Brontekst:

────────────────────────────────────────

1.15 [Verweerder] is bij appeldagvaarding van 23 maart 2001 in hoger beroep gekomen van het vonnis van 13 maart 2001. Vervolgens heeft [verweerder] bij dagvaarding van 30 maart 2001 appel ingesteld tegen het vonnis van 22 maart 2001.
In zijn memorie van grieven vermeldt [verweerder] onder 1 dat hij tijdig in hoger beroep is gekomen van het vonnis van 22 maart 2001. Vervolgens richt hij een grief tegen de hiervoor geciteerde rechtsoverweging 2.4 van het vonnis van de president. Hij heeft - samengevat weergegeven - aangevoerd dat [eiser] van [betrokkene 2] en [betrokkene 2] een persoonlijk recht van gebruik van de vliering heeft verkregen dat in principe duurt tot het einde van zijn huurovereenkomst met [betrokkene 3] betreffende het bovenappartement. De president heeft, aldus de toelichting op de grief, miskend dat koop geen huur breekt, maar wél een overeenkomst tot gebruik en/of bewoning en dat [verweerder] als opvolgend eigenaar van het benedenappartement noch aan de overeenkomst noch aan het daarin vervatte derdenbeding noch aan de overeenkomst met [eiser] die daaruit voor [betrokkene 2] is voortgevloeid, is gebonden.
1.16 [Eiser] heeft bij memorie van antwoord allereerst aangevoerd dat [verweerder] niet-ontvankelijk is nu hij appel heeft ingesteld na het verstrijken van de appeltermijn. Het exploit van appeldagvaarding van 23 maart 2001 is niet aangebracht, zodat het vonnis van 13 maart 2001 in kracht van gewijsde is gegaan. Na het verstrijken van de appeltermijn heeft [verweerder] andermaal op 30 maart 2001 een appelexploit laten betekenen, dat geen herstelexploit is en niet verwijst naar het vonnis van 13 maart 2001, waarmee het het in kracht van gewijsde gaan van het vonnis van 13 maart 2001 niet verhindert.

────────────────────────────────────────

Opdracht: Kopieer uit de brontekst woordelijk het stuk dat begint bij "1.16 [Eiser] heeft" en eindigt bij "2001 niet verhindert.". De regels hierna staan los van de brontekst.

────────────────────────────────────────

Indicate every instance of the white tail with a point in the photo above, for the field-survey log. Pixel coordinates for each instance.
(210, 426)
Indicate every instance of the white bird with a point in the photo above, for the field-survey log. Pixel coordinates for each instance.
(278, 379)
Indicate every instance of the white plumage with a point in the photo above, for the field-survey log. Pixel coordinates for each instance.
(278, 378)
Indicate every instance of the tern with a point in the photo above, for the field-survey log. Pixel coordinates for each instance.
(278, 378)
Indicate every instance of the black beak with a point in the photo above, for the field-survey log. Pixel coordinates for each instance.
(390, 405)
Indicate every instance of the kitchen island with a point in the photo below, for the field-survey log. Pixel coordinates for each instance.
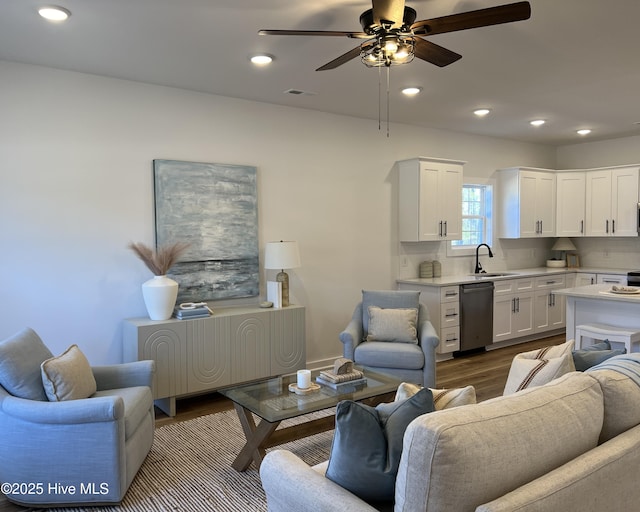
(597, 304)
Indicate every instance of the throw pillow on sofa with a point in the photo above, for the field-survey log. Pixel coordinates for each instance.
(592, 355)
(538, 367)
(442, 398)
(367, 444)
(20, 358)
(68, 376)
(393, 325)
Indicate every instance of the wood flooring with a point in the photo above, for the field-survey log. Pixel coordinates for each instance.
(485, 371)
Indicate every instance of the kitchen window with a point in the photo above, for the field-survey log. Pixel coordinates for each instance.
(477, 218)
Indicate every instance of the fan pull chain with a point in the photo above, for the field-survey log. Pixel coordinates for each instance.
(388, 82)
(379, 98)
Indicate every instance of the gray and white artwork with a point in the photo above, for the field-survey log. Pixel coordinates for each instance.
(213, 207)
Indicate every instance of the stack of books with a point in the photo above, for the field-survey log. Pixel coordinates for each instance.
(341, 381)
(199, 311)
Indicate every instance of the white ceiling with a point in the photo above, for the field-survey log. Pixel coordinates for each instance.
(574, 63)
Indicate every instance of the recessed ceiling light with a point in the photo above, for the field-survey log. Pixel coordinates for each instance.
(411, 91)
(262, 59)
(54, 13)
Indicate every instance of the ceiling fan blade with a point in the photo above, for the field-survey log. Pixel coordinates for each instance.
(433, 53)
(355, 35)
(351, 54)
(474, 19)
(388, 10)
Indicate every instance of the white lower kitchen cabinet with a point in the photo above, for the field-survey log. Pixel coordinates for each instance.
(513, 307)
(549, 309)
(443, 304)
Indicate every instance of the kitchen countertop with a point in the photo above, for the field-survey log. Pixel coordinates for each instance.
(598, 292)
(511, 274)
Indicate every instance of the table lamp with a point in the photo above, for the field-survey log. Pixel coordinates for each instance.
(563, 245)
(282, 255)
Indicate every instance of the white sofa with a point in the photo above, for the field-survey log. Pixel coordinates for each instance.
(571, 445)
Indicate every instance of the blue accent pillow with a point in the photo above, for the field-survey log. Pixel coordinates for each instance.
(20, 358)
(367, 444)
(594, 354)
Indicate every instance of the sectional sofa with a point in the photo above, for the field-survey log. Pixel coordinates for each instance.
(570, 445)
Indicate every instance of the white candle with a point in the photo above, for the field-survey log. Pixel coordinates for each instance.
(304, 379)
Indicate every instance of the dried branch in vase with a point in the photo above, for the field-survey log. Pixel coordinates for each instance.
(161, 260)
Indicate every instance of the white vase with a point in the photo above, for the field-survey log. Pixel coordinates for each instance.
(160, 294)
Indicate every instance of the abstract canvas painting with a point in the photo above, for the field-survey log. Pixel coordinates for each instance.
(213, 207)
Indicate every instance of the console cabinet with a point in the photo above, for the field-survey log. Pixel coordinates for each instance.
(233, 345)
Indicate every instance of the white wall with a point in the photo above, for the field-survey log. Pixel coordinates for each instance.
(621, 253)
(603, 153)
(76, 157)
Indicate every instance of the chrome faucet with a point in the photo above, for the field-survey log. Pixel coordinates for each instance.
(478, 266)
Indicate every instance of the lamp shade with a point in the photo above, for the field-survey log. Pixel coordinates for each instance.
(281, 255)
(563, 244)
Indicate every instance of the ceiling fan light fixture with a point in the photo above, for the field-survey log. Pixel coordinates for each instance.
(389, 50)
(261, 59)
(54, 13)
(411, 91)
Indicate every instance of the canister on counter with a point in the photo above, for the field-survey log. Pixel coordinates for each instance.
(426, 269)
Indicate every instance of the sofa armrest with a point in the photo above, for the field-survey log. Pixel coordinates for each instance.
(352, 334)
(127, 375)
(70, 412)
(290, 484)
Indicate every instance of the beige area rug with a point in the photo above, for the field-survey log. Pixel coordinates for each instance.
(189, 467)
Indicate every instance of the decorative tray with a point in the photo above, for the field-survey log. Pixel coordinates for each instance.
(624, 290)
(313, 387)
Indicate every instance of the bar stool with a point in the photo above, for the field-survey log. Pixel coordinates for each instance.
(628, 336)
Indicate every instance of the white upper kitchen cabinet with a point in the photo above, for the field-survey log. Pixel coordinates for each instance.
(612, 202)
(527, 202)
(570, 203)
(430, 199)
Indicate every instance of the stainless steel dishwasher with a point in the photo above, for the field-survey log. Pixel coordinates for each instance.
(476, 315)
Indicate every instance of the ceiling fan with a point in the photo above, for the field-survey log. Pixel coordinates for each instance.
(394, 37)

────────────────────────────────────────

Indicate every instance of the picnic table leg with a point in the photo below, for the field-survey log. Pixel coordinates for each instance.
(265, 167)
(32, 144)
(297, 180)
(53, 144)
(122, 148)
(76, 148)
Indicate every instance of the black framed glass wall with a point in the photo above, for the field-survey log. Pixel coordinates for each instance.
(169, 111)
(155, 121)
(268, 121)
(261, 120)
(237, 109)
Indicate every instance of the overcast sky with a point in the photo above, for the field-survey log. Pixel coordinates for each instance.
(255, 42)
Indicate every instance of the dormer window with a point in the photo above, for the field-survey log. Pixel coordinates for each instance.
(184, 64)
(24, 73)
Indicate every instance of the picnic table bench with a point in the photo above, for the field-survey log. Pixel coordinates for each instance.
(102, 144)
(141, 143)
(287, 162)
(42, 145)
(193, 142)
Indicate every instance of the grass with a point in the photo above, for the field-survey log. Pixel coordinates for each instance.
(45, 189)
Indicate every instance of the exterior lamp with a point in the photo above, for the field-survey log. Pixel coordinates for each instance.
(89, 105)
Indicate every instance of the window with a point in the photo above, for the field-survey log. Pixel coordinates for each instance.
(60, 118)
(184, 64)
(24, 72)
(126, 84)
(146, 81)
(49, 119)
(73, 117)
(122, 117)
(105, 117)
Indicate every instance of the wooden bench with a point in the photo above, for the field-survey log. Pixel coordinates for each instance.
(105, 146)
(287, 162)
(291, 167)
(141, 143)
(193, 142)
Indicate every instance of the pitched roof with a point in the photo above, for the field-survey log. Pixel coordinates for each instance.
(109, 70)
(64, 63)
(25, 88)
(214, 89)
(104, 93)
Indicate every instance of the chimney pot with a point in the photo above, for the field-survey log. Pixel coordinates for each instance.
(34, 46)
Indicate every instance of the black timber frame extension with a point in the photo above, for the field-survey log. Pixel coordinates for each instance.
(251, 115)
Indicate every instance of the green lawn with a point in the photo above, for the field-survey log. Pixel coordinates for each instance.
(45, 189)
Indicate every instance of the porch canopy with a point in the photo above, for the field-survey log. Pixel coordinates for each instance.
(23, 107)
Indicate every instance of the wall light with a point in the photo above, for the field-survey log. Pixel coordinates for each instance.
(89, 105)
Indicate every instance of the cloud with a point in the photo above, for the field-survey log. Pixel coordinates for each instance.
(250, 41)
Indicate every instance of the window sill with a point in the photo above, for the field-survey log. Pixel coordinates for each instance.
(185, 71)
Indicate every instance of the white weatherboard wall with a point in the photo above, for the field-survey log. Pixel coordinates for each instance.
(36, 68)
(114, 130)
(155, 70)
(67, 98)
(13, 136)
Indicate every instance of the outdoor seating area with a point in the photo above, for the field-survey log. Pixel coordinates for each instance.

────────────────────────────────────────

Antwoord:
1.16 [Eiser] heeft bij memorie van antwoord allereerst aangevoerd dat [verweerder] niet-ontvankelijk is nu hij appel heeft ingesteld na het verstrijken van de appeltermijn. Het exploit van appeldagvaarding van 23 maart 2001 is niet aangebracht, zodat het vonnis van 13 maart 2001 in kracht van gewijsde is gegaan. Na het verstrijken van de appeltermijn heeft [verweerder] andermaal op 30 maart 2001 een appelexploit laten betekenen, dat geen herstelexploit is en niet verwijst naar het vonnis van 13 maart 2001, waarmee het het in kracht van gewijsde gaan van het vonnis van 13 maart 2001 niet verhindert.